Equivalently (noting that characters of conductor m correspond to \((m - 1)\)th roots of unity), if \(\zeta _{p^{m}}\) is any \(p^{m}\)th root of unity and p is odd,

$$\begin{aligned} \mathscr {M}(G^{+})(\gamma ^{j}\zeta _{p^{m}} - 1) = 0 \&\text {for } m \text { even} \\ \mathscr {M}(G^{-})(\gamma ^{j}\zeta _{p^{m}} - 1) = 0 \&\text {for } m \text { odd} \end{aligned}$$

on each of the connected componentsFootnote 2 of \(\mathcal {W}(\mathbb {C}_{p})\) (which we recall we are identifying with \(p- 1\) copies of \(\mathbb {B}(0,0)\)). When \(p = 2\) the sign flips and the above vanishing is equivalent to.

$$\begin{aligned} \mathscr {M}(G^{+})(\gamma ^{j}\zeta _{p^{m}} - 1) = 0 \&\text {for } m \text { odd} \\ \mathscr {M}(G^{-})(\gamma ^{j}\zeta _{p^{m}} - 1) = 0 \&\text {for } m \text { even} \end{aligned}$$

For any \(j \in \mathbb {Z}\), Pollack defines the following power series

$$\begin{aligned} \mathrm {log}_{p,j}^{+}(X)&:= \frac{1}{p}\prod _{m = 1}^{\infty }\frac{\Phi _{2m}(\gamma ^{-j}(1 + X))}{p} \\ \mathrm {log}_{p,j}^{-}(X)&:= \frac{1}{p}\prod _{m = 1}^{\infty }\frac{\Phi _{2m - 1}(\gamma ^{-j}(1 + X))}{p}, \end{aligned}$$

in \(\mathbb {Q}_{p}[[X]]\), where \(\Phi _{m}\) is the \(p^{m}\)th cyclotomic polynomial.

Lemma 3

The power series \(\mathrm {log}^{+}_{p, j}(X)\) (resp. \(\mathrm {log}^{-}_{p, j}( X)\)) is contained in \(\mathscr {R}_{1/2}^{+}\) and vanishes at precisely the points \(\gamma ^{j}\zeta _{p^{m}} - 1\) for every \(p^{m}\)th root of unity \(\zeta _{p^{m}}\) with m even (resp. odd).

Directions for this task → From the power series excerpt, quote the part that begins with the words "The power series" and ends with "even (resp. odd).". The entries that come next have no connection to the power series excerpt.

Records shown →

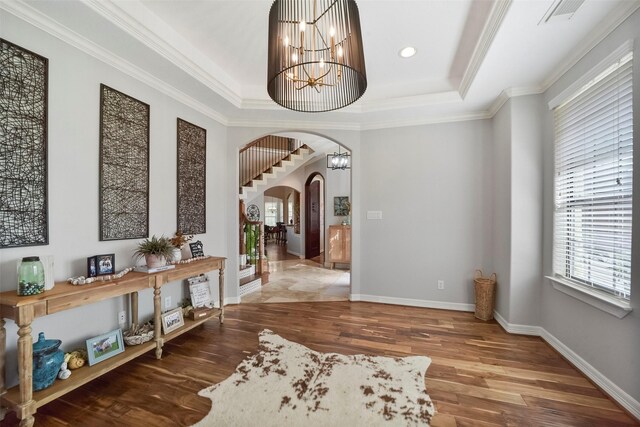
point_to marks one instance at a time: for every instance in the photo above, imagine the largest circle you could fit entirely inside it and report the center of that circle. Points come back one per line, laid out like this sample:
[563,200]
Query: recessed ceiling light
[408,52]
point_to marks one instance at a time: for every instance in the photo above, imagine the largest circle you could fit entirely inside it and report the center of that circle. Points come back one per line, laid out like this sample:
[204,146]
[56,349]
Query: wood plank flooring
[480,375]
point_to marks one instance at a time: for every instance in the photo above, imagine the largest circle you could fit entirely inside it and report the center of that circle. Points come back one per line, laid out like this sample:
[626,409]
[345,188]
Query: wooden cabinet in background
[339,244]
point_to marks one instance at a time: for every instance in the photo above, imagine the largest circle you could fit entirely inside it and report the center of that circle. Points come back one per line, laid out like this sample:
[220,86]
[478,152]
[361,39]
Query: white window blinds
[593,182]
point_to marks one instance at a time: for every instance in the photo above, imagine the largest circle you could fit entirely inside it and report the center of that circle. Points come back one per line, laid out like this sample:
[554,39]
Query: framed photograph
[104,346]
[197,249]
[172,320]
[92,268]
[106,264]
[200,294]
[341,206]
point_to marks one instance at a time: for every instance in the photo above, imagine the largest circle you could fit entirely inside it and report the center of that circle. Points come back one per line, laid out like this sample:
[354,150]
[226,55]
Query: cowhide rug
[287,384]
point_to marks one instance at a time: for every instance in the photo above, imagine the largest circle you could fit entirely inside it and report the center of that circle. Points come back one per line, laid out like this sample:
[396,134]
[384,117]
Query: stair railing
[264,153]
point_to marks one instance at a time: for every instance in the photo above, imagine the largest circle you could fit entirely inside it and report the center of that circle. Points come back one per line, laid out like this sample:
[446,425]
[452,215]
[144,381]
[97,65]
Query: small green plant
[160,246]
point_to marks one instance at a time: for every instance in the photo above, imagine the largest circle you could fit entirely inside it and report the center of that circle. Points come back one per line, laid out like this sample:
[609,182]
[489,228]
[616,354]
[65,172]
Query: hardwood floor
[480,375]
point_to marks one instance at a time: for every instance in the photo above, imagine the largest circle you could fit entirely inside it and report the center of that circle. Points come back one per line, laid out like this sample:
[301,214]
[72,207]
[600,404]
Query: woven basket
[485,295]
[138,334]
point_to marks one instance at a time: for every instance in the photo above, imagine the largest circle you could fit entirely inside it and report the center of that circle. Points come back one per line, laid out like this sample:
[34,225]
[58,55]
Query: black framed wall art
[124,166]
[23,147]
[192,163]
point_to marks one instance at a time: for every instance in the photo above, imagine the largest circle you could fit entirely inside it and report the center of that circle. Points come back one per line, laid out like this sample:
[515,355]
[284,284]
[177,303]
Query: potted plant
[178,241]
[155,251]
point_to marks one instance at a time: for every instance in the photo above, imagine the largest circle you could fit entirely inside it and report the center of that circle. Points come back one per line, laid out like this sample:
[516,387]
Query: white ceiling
[470,52]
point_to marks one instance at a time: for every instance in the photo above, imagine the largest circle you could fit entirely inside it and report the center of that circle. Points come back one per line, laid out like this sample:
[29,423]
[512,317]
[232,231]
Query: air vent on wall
[561,9]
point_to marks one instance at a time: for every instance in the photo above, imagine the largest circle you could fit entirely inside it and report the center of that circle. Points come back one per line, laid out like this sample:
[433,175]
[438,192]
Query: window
[593,181]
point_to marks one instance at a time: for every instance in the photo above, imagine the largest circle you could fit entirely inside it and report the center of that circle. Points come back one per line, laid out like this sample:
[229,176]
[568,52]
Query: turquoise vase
[47,359]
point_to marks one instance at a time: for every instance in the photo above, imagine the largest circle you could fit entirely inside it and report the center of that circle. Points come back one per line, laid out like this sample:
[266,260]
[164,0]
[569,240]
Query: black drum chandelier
[316,60]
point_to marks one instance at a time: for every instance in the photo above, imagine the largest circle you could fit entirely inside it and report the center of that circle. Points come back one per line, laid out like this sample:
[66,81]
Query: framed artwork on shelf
[104,346]
[172,320]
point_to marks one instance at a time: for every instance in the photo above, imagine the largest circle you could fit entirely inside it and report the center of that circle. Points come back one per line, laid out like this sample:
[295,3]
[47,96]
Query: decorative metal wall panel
[23,147]
[124,166]
[192,162]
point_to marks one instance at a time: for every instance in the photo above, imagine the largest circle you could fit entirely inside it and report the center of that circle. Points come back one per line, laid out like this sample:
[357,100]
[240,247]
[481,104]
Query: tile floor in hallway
[294,280]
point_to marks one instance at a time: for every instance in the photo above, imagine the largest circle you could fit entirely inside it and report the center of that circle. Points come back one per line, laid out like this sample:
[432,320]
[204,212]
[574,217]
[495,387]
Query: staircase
[285,163]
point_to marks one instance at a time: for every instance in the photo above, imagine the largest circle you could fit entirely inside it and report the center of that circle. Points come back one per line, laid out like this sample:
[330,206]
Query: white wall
[434,186]
[610,345]
[74,101]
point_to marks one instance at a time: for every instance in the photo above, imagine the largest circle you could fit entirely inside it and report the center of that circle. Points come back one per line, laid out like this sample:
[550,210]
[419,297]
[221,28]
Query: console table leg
[221,292]
[134,308]
[157,310]
[27,406]
[3,349]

Complete answer →
The power series \(\mathrm {log}^{+}_{p, j}(X)\) (resp. \(\mathrm {log}^{-}_{p, j}( X)\)) is contained in \(\mathscr {R}_{1/2}^{+}\) and vanishes at precisely the points \(\gamma ^{j}\zeta _{p^{m}} - 1\) for every \(p^{m}\)th root of unity \(\zeta _{p^{m}}\) with m even (resp. odd).